**Excerpted data:**

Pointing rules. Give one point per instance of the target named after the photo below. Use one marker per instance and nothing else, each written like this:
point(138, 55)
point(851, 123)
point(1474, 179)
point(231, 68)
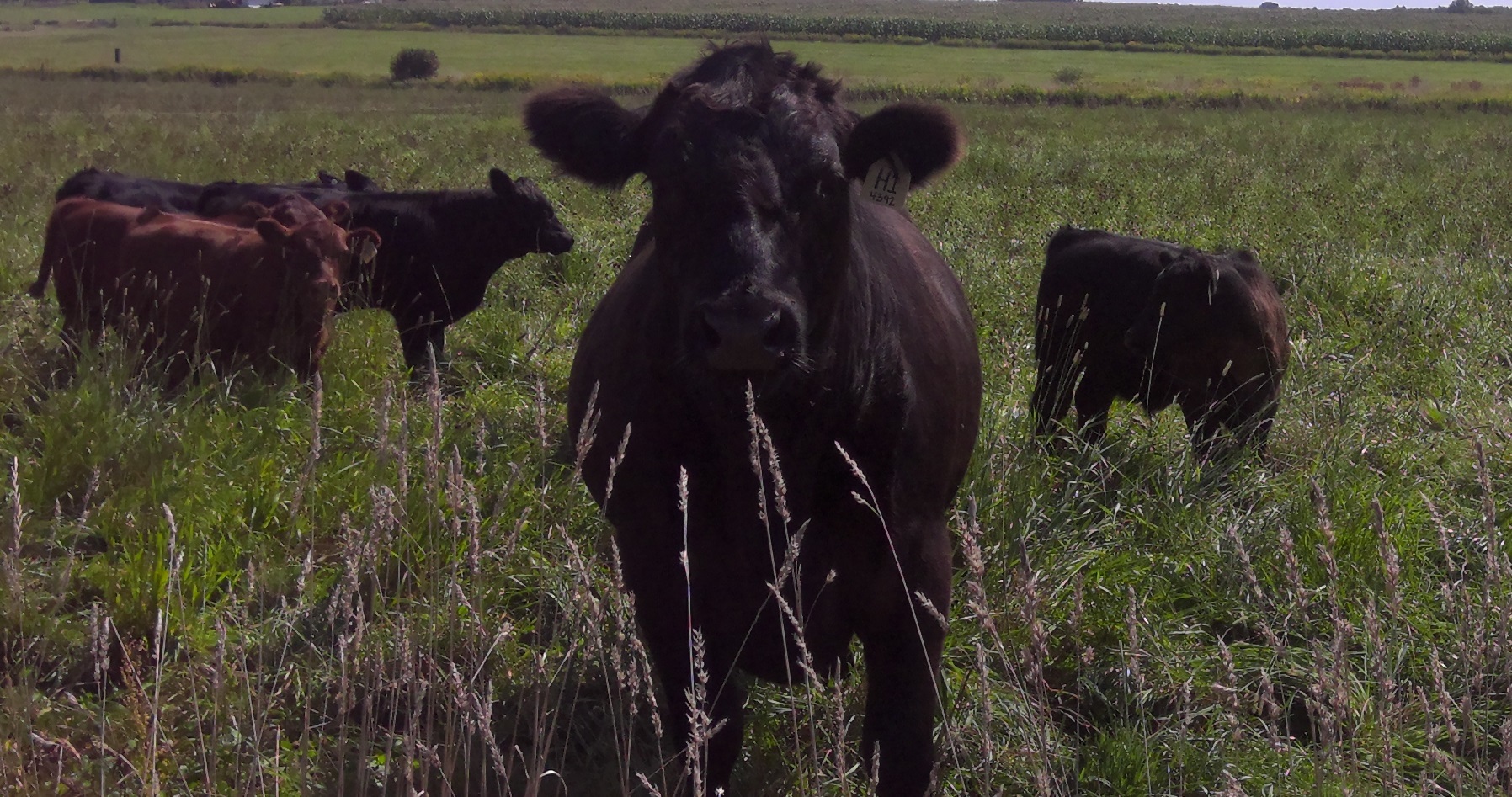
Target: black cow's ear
point(338, 212)
point(357, 180)
point(587, 134)
point(271, 231)
point(924, 138)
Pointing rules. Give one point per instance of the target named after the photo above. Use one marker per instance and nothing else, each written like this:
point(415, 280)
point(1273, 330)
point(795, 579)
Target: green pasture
point(637, 58)
point(1084, 13)
point(277, 590)
point(144, 14)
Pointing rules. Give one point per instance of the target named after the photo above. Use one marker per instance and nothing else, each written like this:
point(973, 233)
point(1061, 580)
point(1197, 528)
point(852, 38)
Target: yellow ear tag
point(888, 183)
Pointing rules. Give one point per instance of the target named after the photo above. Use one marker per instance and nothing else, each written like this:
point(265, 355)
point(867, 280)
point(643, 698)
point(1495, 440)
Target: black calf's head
point(752, 162)
point(1196, 300)
point(528, 215)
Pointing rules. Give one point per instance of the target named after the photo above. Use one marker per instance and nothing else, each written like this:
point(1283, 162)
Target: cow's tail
point(51, 252)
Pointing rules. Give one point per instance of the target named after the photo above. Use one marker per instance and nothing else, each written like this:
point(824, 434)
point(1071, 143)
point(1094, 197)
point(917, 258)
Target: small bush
point(415, 64)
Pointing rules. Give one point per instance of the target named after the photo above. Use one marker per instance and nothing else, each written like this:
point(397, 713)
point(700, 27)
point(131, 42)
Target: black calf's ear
point(587, 134)
point(924, 138)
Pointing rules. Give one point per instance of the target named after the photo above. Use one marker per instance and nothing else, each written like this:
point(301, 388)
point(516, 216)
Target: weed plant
point(360, 587)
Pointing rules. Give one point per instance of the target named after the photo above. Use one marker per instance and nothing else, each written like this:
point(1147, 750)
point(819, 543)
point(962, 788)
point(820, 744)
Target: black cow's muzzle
point(746, 333)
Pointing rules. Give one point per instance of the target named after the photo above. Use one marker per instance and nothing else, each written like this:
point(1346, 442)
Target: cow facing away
point(132, 191)
point(186, 288)
point(767, 274)
point(173, 195)
point(440, 248)
point(1158, 324)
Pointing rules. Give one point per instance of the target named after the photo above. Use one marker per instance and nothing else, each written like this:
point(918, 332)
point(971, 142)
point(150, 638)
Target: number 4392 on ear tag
point(888, 183)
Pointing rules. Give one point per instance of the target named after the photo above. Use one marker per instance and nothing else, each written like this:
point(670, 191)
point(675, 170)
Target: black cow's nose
point(748, 336)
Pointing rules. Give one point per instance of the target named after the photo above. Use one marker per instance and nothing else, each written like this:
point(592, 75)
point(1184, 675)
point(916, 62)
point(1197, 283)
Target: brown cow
point(769, 273)
point(186, 288)
point(1158, 324)
point(81, 252)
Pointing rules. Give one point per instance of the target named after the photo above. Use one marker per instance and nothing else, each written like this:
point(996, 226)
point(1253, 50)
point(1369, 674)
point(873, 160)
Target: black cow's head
point(753, 167)
point(1198, 298)
point(528, 215)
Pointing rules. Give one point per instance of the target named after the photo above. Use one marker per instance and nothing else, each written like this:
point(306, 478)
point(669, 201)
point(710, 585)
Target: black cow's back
point(130, 191)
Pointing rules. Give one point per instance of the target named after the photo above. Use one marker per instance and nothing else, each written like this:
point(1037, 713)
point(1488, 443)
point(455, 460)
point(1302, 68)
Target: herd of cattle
point(248, 274)
point(769, 307)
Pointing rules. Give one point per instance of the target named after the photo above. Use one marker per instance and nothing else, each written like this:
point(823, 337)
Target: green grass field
point(1489, 20)
point(637, 58)
point(144, 14)
point(244, 590)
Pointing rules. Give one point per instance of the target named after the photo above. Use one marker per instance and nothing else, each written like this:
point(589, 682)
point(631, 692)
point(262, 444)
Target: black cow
point(440, 248)
point(173, 195)
point(769, 271)
point(353, 180)
point(130, 191)
point(1158, 324)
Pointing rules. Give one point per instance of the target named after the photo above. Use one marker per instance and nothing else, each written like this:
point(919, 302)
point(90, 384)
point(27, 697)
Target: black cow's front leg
point(902, 643)
point(423, 347)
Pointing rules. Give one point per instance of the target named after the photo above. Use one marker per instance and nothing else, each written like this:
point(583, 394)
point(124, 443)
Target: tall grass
point(355, 586)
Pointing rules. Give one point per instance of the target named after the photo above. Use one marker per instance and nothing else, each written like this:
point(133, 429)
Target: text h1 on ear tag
point(888, 183)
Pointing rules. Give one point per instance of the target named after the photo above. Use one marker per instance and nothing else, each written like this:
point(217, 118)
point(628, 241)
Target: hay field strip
point(637, 58)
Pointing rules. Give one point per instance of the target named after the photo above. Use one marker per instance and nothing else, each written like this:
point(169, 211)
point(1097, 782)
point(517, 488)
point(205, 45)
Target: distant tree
point(415, 64)
point(1067, 76)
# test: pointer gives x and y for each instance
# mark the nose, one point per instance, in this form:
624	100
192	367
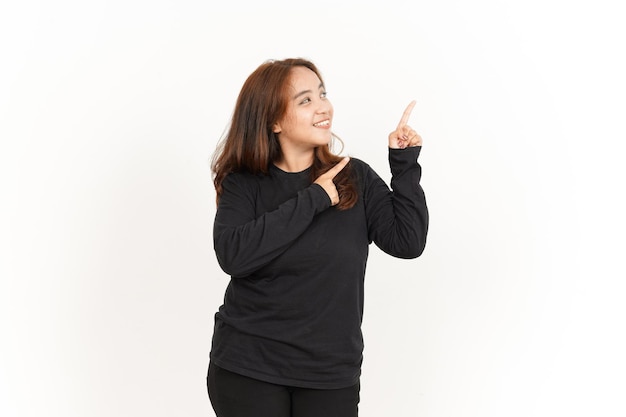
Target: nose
325	107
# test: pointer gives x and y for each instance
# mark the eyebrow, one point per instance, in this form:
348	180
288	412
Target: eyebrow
301	93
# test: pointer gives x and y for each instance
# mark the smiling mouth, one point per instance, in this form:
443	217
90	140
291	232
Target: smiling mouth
323	123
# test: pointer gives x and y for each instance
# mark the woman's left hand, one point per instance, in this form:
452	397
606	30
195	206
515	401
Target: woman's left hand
404	135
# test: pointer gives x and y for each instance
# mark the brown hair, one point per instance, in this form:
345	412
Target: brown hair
250	144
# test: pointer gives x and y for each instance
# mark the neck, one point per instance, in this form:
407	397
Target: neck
295	161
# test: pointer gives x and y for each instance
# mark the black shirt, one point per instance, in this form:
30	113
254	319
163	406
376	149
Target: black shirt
293	309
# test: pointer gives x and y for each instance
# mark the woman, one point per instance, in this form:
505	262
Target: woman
292	228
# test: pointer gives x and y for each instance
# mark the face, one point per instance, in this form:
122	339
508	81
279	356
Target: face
308	120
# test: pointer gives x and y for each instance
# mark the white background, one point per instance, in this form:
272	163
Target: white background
109	114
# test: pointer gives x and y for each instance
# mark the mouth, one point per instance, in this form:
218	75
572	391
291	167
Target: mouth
323	123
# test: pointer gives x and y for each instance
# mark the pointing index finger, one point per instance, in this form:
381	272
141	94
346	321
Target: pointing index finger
406	114
338	167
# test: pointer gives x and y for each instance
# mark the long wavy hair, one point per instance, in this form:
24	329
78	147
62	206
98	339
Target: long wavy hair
250	144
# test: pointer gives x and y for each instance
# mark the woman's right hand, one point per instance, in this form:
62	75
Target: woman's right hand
326	180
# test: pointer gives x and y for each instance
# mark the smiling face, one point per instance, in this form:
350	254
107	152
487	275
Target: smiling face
308	120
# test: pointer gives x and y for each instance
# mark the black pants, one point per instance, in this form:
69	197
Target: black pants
234	395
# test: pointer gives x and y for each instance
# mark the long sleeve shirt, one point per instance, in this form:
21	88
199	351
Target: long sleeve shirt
293	309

**Task brief:**
Return the records above verbatim, images excluded.

**Expected answer:**
Pointing rules. Give one point per instance of the target named after the photo below. Use one marker per instance and nothing else, each written like this:
point(138, 55)
point(851, 123)
point(1474, 179)
point(231, 68)
Target: black cow's ear
point(338, 212)
point(357, 180)
point(587, 134)
point(271, 231)
point(924, 138)
Pointing rules. Give one point per instance of the target named after the photo above. Use one marker per instance and nothing else, each written like this:
point(415, 280)
point(1273, 330)
point(795, 579)
Target: green pasture
point(637, 58)
point(1084, 13)
point(277, 590)
point(144, 14)
Pointing rules. Give one point per instance of the target named after the photo above. Use one marker per instance and nothing else, each written like this:
point(973, 233)
point(1061, 580)
point(1197, 528)
point(852, 38)
Target: yellow ear tag
point(888, 183)
Pointing rules. Give one point per instance of the target named after the photo above. Use one marker per instance and nothing else, each written like this:
point(265, 355)
point(867, 280)
point(643, 698)
point(1495, 440)
Target: black calf's head
point(752, 162)
point(1196, 300)
point(528, 215)
Pointing rules. Give one point per instance of the target named after the photo above. Use one marker per instance and nothing else, each written like this:
point(1283, 162)
Target: cow's tail
point(51, 252)
Pointing rules. Give one point per instance of the target named after the photo above. Use one marker per instance and nothing else, each written like this:
point(824, 434)
point(1071, 143)
point(1094, 197)
point(917, 258)
Target: small bush
point(415, 64)
Pointing rules. Give one point per instance of the target named after the photo above. Use one marker per instance and nothing else, each written like this:
point(397, 713)
point(700, 27)
point(131, 42)
Target: black calf's ear
point(587, 134)
point(924, 138)
Pointing rules. Give one point per instance of the target named after the photo above. Use one marker per instance and nothing else, each written like this:
point(301, 388)
point(516, 216)
Target: weed plant
point(360, 587)
Pointing rules. Give one point per instance of the target named after the photo above. Use one marker per instance and nothing else, each written like this:
point(1147, 750)
point(819, 543)
point(962, 788)
point(820, 744)
Target: black cow's muzzle
point(746, 333)
Pointing rules. Give one point per instance of the target named after the photo above. Use one marker per instance and nothing else, each written like this:
point(1346, 442)
Target: cow facing away
point(132, 191)
point(186, 288)
point(767, 274)
point(173, 195)
point(440, 248)
point(1158, 324)
Pointing rules. Give one point per instance of the target named after the photo above. Use one marker per instance and nothing else, each written like this:
point(918, 332)
point(971, 142)
point(150, 638)
Target: number 4392 on ear tag
point(888, 183)
Pointing rules. Give one point per instance of the target named after the photo above. Use one marker per instance and nothing else, each written like this:
point(670, 191)
point(675, 170)
Target: black cow's nose
point(748, 336)
Pointing rules. Give one point per instance of the target named after the photo above. Use one marker per instance and nothing else, each written like this:
point(592, 75)
point(1184, 675)
point(916, 62)
point(1197, 283)
Target: brown cow
point(769, 273)
point(186, 288)
point(1158, 324)
point(81, 252)
Pointing rules. Give one point per instance of the target named after the photo above. Use one marker per instance and nothing else, each written like this:
point(996, 226)
point(1253, 50)
point(1369, 674)
point(873, 160)
Target: black cow's head
point(753, 167)
point(1198, 298)
point(528, 215)
Pointing rules. Give one point per instance of the target named after the photo above. Use one marker per instance and nothing else, each written like this:
point(306, 478)
point(669, 201)
point(710, 585)
Target: black cow's back
point(130, 191)
Pointing rules. Give one point per instance of the target named after the photo above. Use one marker per instance and nothing else, each written like this:
point(1037, 713)
point(1488, 443)
point(455, 460)
point(1302, 68)
Target: herd of cattle
point(248, 274)
point(769, 307)
Pointing rules. Give one point per instance of the target named after the photo above. Use one marker per instance and nothing else, each written like this:
point(823, 337)
Target: green grass field
point(1489, 20)
point(637, 58)
point(144, 14)
point(244, 590)
Pointing rules. Give one point per instance of the target named after the photo above. Use one marker per instance and nothing else, each written like this:
point(589, 682)
point(631, 692)
point(262, 444)
Target: black cow
point(440, 248)
point(173, 195)
point(769, 271)
point(353, 180)
point(130, 191)
point(1158, 324)
Pointing rules. Give one point per instance of the target named after the photo above. Use one marker per instance and nothing else, each written like this:
point(919, 302)
point(90, 384)
point(27, 697)
Target: black cow's front leg
point(902, 643)
point(423, 347)
Pointing rules. Give one point per instance of the target named after the photo above. Use one marker per instance and nothing else, each written like this:
point(583, 394)
point(124, 443)
Target: tall grass
point(355, 586)
Pointing rules. Give one point per instance of the target named after the photo above. Use one marker per instance and nothing else, each written like this:
point(133, 429)
Target: text h1 on ear tag
point(888, 183)
Pointing rules. Give one point per instance of the target named after the photo above. Use one marker per instance and nothing else, each written like this:
point(217, 118)
point(628, 241)
Target: hay field strip
point(637, 58)
Pointing rules. Give one point per instance of the target named after the photo above. Use one marker per instance and nothing else, each written like this:
point(169, 211)
point(1097, 782)
point(517, 488)
point(205, 45)
Target: distant tree
point(415, 64)
point(1067, 76)
# test: pointer gives x and y for each instance
# mark the nose, one point per instance, in this form:
624	100
192	367
Target: nose
325	107
# test: pointer gives x and y for each instance
# mark the eyebrow, one point per instance, in this form:
348	180
288	412
Target: eyebrow
301	93
# test: pointer gives x and y for each instance
# mark the smiling mouth, one point per instance, in this form:
443	217
90	140
291	232
Target: smiling mouth
323	123
# test: pointer gives x and y for each instance
# mark the woman's left hand, one point per instance, in this form:
452	397
606	30
195	206
515	401
Target: woman's left hand
404	135
# test: pointer gives x and y for each instance
# mark the brown hair, one point per instance, in this form:
345	412
Target: brown hair
250	144
# test: pointer gives x and y for each instance
# mark the neck, one point per instance, in this form:
407	397
Target: neck
295	161
# test: pointer gives x and y for each instance
# mark the black shirt, one point per instance, in this form:
30	113
254	319
163	406
376	149
Target: black shirt
293	309
# test: pointer gives x and y for each instance
# mark the woman, one point per instance, in this form:
505	262
Target: woman
292	228
# test: pointer gives x and y for each instance
# mark the face, one point per instance, in this form:
122	339
508	81
279	356
Target: face
308	120
# test: pointer gives x and y for each instance
# mark the white background, one point per instance, in this form:
272	163
Target: white background
109	114
# test: pointer gives x and y for each instance
# mark the mouth, one point per instance, in this form:
218	75
572	391
291	167
Target: mouth
323	123
# test: pointer gives x and y for each instance
# mark the pointing index finger, one point per instance, in this form:
381	272
141	94
346	321
Target: pointing index finger
406	114
338	167
# test: pointer gives x and y for each instance
# mark the long wavy hair, one point per instance, in this form:
24	329
78	147
62	206
98	339
Target: long wavy hair
250	144
# test: pointer gives x and y for each instance
# mark the woman's right hand, one point per instance, in this form:
62	75
Target: woman's right hand
326	180
# test: pointer gives x and y for each instance
# mark the smiling face, one point per instance, in this form:
350	254
107	152
487	275
Target: smiling face
308	120
# test: pointer gives x and y for each instance
# mark the black pants, one point per instance, in this form:
69	197
Target: black pants
234	395
# test: pointer gives x and y for each instance
# mark the long sleeve shirt, one point per instance, in this form:
21	88
199	351
Target: long sleeve shirt
293	309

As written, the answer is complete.